═════ DATA FOR THIS TASK
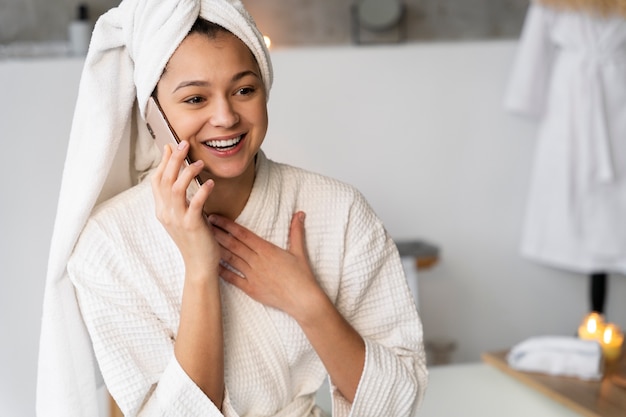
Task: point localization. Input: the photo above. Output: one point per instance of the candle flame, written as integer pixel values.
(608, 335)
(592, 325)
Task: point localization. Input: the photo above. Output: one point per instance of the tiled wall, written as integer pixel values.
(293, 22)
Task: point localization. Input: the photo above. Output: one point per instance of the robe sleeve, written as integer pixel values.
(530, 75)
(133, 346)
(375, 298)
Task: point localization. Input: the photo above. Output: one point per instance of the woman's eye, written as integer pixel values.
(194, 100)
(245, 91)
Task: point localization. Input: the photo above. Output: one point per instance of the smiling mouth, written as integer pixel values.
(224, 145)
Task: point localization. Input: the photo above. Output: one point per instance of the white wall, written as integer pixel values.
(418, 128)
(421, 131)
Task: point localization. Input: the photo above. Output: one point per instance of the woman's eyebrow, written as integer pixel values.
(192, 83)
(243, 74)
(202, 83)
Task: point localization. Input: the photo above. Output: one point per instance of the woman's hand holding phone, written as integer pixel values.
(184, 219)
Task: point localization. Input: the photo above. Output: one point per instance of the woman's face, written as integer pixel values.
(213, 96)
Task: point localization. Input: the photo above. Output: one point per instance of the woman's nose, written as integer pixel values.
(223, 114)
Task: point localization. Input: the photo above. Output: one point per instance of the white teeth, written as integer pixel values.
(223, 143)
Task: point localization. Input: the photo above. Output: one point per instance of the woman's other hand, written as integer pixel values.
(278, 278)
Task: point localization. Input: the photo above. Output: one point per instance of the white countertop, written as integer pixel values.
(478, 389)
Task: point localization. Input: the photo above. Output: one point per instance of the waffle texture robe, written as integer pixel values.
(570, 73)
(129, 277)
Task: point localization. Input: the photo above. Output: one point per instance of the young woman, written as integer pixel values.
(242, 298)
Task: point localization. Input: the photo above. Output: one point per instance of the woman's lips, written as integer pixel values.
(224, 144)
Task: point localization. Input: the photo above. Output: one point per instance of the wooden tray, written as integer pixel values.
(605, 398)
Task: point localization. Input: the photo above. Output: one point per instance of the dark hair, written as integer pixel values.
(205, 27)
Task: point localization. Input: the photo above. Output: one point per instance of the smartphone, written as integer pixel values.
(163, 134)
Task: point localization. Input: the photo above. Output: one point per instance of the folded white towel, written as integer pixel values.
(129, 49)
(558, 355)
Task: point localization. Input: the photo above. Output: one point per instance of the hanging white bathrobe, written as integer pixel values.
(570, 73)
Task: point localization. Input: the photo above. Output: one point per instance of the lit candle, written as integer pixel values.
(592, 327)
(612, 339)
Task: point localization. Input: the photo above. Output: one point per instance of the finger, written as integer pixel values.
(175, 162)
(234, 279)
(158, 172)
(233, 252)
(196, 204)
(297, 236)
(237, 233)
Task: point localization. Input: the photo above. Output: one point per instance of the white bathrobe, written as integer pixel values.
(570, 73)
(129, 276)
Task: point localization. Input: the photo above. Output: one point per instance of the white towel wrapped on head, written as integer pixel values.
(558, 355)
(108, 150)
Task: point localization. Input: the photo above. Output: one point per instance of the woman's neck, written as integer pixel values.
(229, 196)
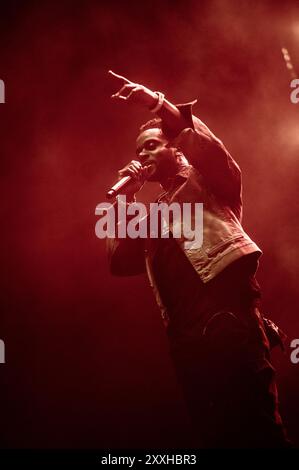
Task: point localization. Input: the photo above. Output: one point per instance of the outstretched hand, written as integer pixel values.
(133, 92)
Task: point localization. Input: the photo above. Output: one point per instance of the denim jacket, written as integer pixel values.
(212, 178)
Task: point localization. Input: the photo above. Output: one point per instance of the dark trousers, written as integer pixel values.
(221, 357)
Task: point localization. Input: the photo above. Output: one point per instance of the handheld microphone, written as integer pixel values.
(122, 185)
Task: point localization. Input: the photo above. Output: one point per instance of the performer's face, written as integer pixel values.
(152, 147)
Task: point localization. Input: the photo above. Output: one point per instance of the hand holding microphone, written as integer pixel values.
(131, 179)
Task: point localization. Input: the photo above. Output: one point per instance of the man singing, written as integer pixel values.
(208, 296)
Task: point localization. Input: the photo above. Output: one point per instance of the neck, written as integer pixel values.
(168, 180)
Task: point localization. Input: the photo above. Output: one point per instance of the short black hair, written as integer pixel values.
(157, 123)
══════════
** WHAT IS BEING ASKED **
Exactly repeat every line from the line that includes "finger, written as integer pixel values." to the end of the listing, and nothing else, leaving pictures out.

** RESPONSE TO THIS TASK **
Task: point localization. Input: the photo above. Output: one point per instance of the finger, written as integer pixel values.
(175, 162)
(234, 279)
(158, 172)
(233, 252)
(196, 204)
(297, 236)
(237, 233)
Task: point localization. Input: the photo above. Output: one point per instance of the white bathrobe, written as integer pixel values.
(570, 73)
(129, 276)
Task: point localization. Input: the photo above. Output: one point per instance of the white towel wrapped on head, written as integer pixel values.
(558, 355)
(108, 150)
Task: point localization. Input: the photo above. Output: one point per instance of the woman's neck, written as integer pixel values.
(229, 196)
Task: point localization. Input: the photo above. Output: one point per instance of the outstretched hand, written as integer pixel values.
(133, 92)
Task: point localization. Input: the photo above. Output: one point per instance of the denim jacket, written as integer pixel values.
(212, 178)
Task: point localization. Input: the photo above. Output: one point per instance of the dark trousers, written as integer pixel values.
(221, 357)
Task: point localization. Input: the photo above. Output: one point per instance of the handheld microphone, written as integer pixel values.
(122, 185)
Task: point localization. Input: the photo above. Output: one point per instance of the performer's face, written as integer pixel values.
(152, 147)
Task: point localization. Input: the photo above. Output: one point per instance of the hand holding microphone, written as integer pixel values.
(131, 179)
Task: point localization. Input: the photo above. Output: one point per instance of the man singing, written as integer pixel values.
(208, 296)
Task: point localization. Input: the photo above. Output: one point per instance of the neck, written as integer pixel values.
(168, 180)
Task: point localization. Input: the photo above. Output: one point per instance of the short black hair, written as integer pixel values.
(157, 123)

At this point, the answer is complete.